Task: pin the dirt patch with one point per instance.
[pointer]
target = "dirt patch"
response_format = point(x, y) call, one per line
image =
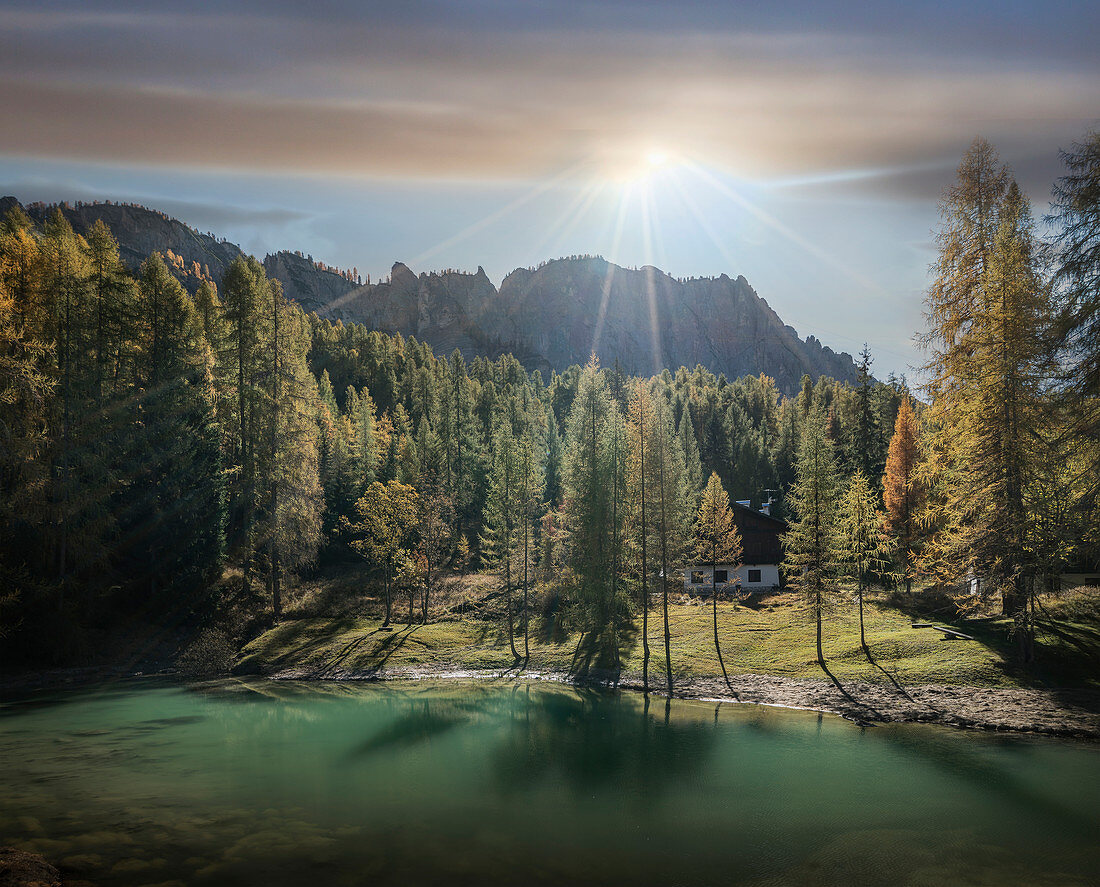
+ + + + +
Search the material above for the string "dirt", and copy every line in which it turns up.

* [PROBLEM SOLUTION]
Task: pin the dirt patch with one point per instance.
target = "dirt patch"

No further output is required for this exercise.